### [Task to carry out]
Write out the following lines verbatim, without changing a single character.

### [Listed records]
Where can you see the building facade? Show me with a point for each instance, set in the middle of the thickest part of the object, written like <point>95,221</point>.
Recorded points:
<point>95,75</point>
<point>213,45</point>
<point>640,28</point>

### [Worked solution]
Where can you see the building facade? Show me with a point for each instance, set in the middle of the thickest part of the object, written like <point>95,221</point>.
Recorded points:
<point>95,75</point>
<point>213,45</point>
<point>640,28</point>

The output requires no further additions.